**What you have to do**
Lay out the records between the lines holding "Every instance of the distant" and "[[672, 678], [761, 221], [896, 315], [433, 270]]", inclusive, as a two-column CSV with the headers label_text and dots. Give one row per record, put each field in double quotes with its line breaks turned into spaces, and omit the pictures.

**Given records**
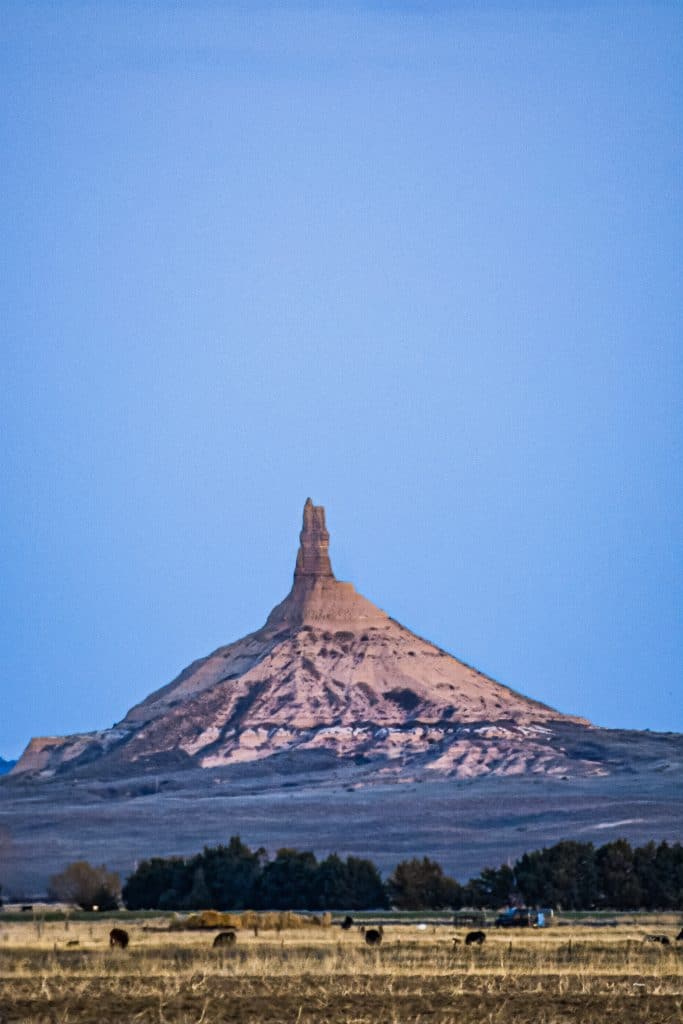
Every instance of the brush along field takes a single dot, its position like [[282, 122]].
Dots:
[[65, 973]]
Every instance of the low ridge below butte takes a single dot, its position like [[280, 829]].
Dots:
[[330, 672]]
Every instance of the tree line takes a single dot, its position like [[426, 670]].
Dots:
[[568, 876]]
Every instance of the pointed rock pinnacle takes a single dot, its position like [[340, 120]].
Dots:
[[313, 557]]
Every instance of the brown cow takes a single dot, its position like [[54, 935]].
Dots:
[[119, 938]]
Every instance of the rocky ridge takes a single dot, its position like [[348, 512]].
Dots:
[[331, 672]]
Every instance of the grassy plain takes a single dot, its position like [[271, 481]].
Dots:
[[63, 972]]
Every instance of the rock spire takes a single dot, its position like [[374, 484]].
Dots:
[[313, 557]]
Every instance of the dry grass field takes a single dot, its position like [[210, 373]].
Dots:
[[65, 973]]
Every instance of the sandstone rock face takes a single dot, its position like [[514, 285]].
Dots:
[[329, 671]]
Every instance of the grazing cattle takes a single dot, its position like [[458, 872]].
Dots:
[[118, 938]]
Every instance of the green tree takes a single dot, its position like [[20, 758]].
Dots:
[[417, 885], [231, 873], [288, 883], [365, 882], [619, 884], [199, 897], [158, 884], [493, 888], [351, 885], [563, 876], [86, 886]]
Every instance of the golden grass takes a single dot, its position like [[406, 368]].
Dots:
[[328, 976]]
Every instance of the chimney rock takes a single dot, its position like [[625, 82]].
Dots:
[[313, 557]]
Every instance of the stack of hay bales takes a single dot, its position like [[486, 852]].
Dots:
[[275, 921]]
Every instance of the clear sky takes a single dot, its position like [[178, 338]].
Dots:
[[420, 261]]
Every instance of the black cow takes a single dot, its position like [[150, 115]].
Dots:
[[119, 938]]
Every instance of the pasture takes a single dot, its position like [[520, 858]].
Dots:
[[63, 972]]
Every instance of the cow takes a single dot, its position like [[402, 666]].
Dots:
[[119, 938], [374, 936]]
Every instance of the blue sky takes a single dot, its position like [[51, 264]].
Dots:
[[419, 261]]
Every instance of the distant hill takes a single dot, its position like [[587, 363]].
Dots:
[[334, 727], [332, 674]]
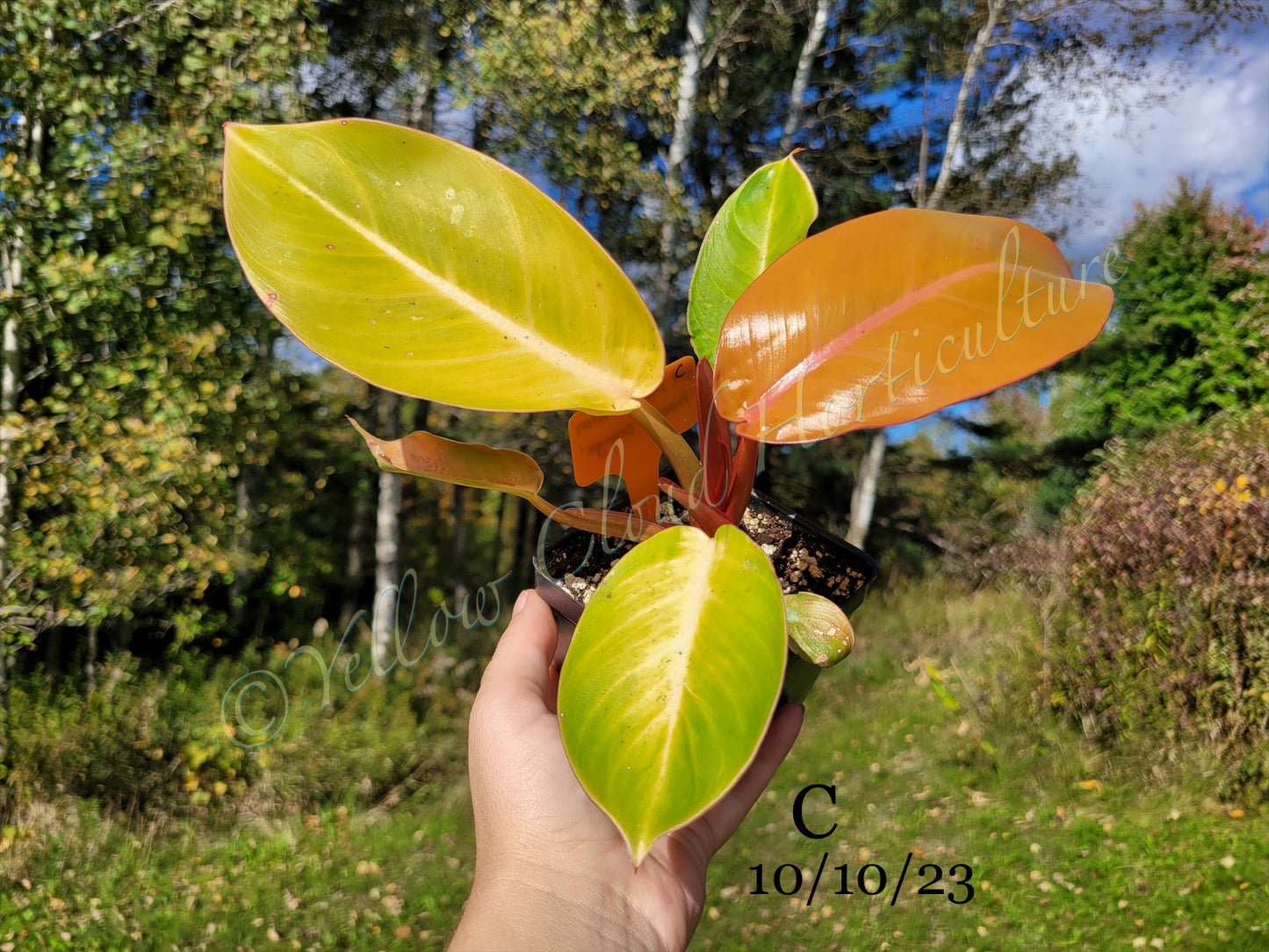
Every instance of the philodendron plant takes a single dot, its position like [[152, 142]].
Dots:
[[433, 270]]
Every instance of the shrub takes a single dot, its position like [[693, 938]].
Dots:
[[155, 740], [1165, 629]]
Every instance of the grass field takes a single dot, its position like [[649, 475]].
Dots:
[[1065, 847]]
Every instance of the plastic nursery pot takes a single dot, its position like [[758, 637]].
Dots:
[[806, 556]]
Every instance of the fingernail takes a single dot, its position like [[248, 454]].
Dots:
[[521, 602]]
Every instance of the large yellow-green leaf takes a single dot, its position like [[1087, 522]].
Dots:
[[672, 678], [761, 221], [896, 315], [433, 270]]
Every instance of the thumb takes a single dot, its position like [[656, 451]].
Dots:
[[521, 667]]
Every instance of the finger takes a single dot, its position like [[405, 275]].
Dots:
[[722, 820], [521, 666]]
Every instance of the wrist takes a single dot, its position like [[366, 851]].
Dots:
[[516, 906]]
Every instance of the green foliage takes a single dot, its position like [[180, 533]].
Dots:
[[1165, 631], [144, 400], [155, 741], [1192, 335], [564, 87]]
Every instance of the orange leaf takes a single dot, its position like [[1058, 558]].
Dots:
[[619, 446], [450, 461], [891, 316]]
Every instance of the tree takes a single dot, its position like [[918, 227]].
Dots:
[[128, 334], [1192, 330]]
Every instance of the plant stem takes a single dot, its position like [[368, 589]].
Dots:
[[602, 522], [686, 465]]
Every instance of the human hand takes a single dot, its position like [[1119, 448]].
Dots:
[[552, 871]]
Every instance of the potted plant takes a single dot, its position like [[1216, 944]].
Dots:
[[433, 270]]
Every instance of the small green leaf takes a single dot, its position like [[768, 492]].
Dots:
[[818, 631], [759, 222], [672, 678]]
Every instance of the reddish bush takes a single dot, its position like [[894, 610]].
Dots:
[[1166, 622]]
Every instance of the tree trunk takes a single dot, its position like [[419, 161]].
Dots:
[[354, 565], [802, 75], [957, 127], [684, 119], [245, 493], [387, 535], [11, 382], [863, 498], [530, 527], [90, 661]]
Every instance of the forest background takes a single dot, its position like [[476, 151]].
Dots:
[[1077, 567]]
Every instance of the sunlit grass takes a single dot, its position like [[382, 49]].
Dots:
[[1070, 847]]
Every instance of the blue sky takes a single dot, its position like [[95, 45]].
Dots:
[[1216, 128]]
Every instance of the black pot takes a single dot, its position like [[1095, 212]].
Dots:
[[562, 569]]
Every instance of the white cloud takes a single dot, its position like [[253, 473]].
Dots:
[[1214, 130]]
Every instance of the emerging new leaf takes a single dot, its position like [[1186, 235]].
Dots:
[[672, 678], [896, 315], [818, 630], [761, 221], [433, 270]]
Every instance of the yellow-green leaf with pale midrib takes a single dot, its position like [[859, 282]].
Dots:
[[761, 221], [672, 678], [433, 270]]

**Written solution**
label_text,dots
"Every instance of the distant hill takes a single dot, its position like [[587, 363]]. Dots:","[[334, 727], [332, 674]]"
"Every instance of the philodendron plant takes a single dot, its position like [[152, 142]]. Dots:","[[433, 270]]"
"Every instance of the shrub takes a single dot, its position like [[693, 938]]. Dots:","[[155, 740], [1165, 629]]"
"Every instance of the grass field takes a single dot, its position like [[649, 475]]. Dots:","[[1065, 847]]"
"Every instance of the plastic nursery pot takes a single dot, its position like [[758, 637]]. Dots:","[[806, 556]]"
"Every instance of the fingernail takes a single dot, its position like [[248, 454]]. Dots:","[[521, 602]]"
"Every instance of the large yellow-green leaf takes a single dot, its position like [[1087, 522]]. Dots:","[[672, 678], [761, 221], [896, 315], [433, 270]]"